→ **Instrucciones de trabajo**:
Continúa, por favor, el texto sobre la retórica clásica a partir de su última frase, «Es el momento de tropos y florituras».

En último lugar está el «pathos», tercer elemento de la triada, que implica la pura emoción: el político debe tener claro cuál quiere suscitar en el auditorio, si es el miedo, la ira, la venganza, la compasión, con entonación y palabras. Solo una, o acaso dos emociones fuertes, en cada intervención para que se movilice la psicología de la mayoría y se ponga punto final a nuestras palabras. La retórica clásica funciona con la magia del tres. Hay estos tres elementos –«ethos», «logos», «pathos»– que se intercalan en tres partes de cualquier intervención –«exordium», «narratio-argumentatio»-«peroratio»–, es decir, una introducción al tema para hacer creíble al orador una parte central con la narración (todo discurso es relato) y la argumentación (parte lógica con las pruebas, las refutaciones del adversario, etc.), y una última parte, peroración o recapitulación, con las conclusiones en la que se recalca, se repite y se apela al corazón. Pero para ponerse a componer el discurso recomienda seguir tres grandes operaciones –«inventio», «dispositio», «elocutio»– a las que se suman otras más «performativas» («memoria» y «actio»). Lo primero es cómo conseguir argumentos, con la «inventio» («heuresis» en griego), encontrar argumentos sobre toda la base del «logos», lugares propios, comunes, datos, pruebas, estadísticas, etc., acerca del tema en cuestión con ataques a los argumentos del contrario. En segundo lugar, cómo ordenar esos argumentos con la «dispositio» (en griego, «taxis»), para colocarlos en las mencionadas tres partes de la intervención –la segunda subdividida– y hacerlas más efectivas con vistas a la persuasión racional e irracional. En tercero está la «elocutio» (en griego, «lexis»), que es la manera de adornar el discurso con todo tipo de figuras estilísticas, sobre todo, repeticiones: hay que buscar algunas frases fuertes con metáforas, rimas internas, anáforas o epíforas, estructuras trimembres («puedo prometer y prometo», «yes, we can», «take back control», «sangre, sudor y lágrimas») que repetir en lugares clave para que los oyentes se queden con los argumentos básicos. Es el momento de tropos y florituras.

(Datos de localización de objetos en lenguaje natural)
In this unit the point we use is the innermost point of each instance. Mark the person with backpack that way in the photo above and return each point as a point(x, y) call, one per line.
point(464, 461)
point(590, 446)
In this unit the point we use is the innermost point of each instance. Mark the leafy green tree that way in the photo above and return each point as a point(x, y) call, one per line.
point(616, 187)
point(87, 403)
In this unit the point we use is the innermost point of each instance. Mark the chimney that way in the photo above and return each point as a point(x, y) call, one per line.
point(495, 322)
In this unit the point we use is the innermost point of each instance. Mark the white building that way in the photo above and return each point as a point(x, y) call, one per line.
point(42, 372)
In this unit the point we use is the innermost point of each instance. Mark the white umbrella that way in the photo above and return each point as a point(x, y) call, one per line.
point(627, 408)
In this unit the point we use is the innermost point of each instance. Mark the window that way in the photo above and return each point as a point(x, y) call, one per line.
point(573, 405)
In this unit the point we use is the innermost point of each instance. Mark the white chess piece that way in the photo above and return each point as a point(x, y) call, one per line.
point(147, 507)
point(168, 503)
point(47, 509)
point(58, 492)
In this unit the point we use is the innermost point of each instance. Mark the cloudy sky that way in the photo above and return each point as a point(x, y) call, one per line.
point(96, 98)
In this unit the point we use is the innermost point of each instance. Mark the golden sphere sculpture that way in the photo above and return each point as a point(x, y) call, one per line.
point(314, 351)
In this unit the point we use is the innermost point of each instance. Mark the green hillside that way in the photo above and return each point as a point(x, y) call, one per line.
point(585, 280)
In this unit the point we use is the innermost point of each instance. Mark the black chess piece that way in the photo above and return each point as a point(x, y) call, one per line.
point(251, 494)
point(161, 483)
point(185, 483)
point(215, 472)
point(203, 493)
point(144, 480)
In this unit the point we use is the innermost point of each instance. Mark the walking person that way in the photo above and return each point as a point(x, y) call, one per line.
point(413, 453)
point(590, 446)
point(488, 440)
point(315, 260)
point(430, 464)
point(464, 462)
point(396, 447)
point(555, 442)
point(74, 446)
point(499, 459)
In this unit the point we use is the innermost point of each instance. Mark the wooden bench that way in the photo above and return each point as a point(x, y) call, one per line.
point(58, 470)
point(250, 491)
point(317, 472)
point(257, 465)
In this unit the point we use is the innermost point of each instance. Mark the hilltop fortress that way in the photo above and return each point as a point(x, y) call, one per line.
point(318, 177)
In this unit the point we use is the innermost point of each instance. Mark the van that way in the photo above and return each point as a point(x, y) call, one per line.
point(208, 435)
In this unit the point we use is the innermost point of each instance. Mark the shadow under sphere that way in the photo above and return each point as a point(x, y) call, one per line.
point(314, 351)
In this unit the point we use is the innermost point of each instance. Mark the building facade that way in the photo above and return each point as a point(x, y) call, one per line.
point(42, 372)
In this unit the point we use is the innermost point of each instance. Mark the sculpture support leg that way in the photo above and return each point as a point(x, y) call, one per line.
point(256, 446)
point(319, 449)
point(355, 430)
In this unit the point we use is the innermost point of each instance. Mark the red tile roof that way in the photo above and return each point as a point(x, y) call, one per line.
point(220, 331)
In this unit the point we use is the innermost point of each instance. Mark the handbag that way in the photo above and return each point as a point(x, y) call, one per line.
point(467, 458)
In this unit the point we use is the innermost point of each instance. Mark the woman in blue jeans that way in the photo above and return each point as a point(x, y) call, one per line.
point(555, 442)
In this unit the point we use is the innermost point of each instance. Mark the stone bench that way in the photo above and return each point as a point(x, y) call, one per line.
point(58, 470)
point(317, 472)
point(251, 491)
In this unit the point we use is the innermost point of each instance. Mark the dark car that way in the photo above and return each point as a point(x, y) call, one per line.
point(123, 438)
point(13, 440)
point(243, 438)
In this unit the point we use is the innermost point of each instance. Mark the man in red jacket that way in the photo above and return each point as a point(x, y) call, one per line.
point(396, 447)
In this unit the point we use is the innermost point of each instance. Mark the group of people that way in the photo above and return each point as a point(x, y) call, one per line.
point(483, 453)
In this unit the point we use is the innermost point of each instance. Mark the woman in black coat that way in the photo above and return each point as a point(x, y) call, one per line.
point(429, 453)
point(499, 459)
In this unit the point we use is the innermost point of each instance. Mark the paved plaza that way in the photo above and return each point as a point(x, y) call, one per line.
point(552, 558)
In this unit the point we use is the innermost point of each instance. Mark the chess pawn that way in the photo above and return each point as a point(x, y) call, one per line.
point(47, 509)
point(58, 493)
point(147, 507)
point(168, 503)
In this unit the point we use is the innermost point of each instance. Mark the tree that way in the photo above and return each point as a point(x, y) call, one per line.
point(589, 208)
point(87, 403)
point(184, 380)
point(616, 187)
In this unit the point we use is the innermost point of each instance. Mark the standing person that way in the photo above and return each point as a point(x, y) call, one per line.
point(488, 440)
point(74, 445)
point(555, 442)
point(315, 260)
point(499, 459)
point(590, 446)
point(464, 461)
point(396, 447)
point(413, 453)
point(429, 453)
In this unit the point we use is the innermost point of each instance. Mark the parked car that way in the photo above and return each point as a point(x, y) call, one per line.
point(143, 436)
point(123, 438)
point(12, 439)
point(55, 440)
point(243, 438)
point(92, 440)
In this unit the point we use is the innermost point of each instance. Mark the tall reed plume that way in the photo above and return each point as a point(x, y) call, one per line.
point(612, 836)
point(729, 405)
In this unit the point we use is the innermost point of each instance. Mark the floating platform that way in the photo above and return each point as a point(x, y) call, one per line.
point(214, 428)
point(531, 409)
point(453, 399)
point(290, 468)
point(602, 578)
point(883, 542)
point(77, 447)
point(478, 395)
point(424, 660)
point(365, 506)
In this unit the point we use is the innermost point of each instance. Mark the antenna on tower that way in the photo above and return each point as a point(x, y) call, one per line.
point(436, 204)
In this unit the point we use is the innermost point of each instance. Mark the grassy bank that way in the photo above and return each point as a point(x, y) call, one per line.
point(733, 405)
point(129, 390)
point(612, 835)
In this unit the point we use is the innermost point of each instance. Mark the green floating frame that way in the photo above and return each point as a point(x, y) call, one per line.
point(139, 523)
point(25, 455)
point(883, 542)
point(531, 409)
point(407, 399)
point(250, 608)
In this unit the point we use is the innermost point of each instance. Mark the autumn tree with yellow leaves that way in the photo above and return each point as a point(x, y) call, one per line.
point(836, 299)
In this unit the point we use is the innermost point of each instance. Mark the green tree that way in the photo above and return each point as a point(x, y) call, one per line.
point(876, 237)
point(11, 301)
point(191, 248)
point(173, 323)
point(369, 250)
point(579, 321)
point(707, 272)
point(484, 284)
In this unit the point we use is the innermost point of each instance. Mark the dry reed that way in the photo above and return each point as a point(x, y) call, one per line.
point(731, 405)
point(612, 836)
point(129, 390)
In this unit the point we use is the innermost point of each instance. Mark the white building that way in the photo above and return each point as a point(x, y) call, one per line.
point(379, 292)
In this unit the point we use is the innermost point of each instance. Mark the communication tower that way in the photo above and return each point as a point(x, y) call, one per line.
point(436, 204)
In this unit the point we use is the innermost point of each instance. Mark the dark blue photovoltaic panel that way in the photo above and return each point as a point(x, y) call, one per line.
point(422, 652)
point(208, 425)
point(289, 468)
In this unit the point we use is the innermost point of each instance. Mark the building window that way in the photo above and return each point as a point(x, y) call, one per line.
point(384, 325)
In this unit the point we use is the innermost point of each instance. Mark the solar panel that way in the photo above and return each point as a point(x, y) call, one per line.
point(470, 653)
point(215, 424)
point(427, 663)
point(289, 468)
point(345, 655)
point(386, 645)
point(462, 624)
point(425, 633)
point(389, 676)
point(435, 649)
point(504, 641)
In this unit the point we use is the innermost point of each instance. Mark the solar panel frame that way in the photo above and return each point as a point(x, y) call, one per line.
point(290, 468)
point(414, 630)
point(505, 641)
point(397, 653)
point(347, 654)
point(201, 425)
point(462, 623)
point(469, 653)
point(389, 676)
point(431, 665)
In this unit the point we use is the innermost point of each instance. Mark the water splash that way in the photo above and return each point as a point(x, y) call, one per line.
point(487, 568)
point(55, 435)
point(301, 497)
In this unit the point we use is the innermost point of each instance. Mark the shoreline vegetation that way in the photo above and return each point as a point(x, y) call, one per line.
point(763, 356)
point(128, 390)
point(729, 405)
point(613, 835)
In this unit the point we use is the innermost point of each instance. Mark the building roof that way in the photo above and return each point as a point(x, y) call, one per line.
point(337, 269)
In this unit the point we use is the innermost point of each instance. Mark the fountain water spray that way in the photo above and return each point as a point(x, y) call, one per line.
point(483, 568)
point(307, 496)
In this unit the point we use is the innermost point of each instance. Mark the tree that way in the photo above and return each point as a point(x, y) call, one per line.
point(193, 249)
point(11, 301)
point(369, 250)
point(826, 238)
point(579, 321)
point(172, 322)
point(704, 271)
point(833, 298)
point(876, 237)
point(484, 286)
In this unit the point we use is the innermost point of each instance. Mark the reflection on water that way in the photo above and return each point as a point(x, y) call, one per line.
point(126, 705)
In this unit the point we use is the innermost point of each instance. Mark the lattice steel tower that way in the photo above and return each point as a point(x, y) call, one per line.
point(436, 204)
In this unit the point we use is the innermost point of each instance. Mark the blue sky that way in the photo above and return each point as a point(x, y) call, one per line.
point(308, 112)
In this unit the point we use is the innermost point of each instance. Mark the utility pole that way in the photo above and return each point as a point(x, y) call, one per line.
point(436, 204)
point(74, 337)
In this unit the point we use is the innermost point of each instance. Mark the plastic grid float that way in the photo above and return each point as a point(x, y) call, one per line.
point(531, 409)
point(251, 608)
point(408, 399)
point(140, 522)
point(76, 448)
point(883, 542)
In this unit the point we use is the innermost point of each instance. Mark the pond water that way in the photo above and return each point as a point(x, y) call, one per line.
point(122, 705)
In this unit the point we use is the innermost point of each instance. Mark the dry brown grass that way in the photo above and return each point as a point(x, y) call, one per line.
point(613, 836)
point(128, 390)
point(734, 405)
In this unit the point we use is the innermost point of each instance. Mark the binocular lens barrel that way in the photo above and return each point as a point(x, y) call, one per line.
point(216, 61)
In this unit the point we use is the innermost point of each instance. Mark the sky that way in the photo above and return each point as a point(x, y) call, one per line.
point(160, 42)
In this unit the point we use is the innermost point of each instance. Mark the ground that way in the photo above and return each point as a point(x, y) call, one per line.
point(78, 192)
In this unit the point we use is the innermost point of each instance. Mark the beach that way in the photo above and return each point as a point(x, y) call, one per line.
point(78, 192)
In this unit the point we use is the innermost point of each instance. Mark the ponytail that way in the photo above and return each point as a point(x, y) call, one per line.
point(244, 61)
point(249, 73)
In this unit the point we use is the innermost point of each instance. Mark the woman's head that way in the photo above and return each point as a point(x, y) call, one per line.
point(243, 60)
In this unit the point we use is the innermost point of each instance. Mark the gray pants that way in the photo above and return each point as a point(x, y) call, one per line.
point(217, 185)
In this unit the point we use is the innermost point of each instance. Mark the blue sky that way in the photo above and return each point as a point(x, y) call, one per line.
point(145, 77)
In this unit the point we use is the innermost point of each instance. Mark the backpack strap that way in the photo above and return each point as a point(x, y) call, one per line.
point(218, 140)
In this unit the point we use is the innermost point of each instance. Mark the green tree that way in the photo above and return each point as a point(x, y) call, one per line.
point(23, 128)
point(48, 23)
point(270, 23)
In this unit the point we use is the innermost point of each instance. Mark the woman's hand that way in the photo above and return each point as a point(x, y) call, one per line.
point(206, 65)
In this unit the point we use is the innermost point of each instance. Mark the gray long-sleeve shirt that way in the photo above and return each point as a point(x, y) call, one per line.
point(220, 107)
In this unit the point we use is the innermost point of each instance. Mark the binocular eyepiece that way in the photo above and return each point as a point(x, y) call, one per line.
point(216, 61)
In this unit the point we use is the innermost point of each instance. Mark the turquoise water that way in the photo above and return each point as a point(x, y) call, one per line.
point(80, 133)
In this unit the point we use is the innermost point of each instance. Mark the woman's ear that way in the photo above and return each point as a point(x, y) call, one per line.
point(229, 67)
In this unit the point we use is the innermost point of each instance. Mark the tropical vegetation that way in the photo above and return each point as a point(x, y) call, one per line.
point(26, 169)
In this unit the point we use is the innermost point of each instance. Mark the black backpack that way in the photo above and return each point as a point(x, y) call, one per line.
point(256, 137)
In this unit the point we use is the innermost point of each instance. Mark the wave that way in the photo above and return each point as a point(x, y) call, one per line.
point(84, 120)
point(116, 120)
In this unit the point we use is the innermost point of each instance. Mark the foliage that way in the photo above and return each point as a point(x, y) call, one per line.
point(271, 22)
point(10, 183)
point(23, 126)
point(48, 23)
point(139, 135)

→ **Resultado de la tarea**:
La cuarta y quinta operaciones ya no pertenecen a la escritura del discurso, sino a la manera en la que nos preparamos para afrontarlo: cómo usar la memoria para que no haya que leer y cómo reproducir el discurso, tal y como lo hemos concebido, con control del cuerpo, el tiempo y el espacio, y qué gestos realizar y cuáles evitar para transmitir credibilidad, empatía, seguridad, certeza y confianza. Es curioso, porque estas reglas, que llevan tantos siglos en marcha y que tienen tan interiorizadas los asesores de los candidatos, se podrían conocer más en nuestra sociedad si atendiéramos en mayor medida a nuestros clásicos, en situación calamitosa en secundaria y complicada en universidad. Ahora estamos intentando promocionarlos por un nuevo cauce, la Sociedad Española de Retórica. Se trata de una materia fundamental para una ciudadanía informada y democrática, como quisieron los inventores de la cosa allá por el siglo V a.C.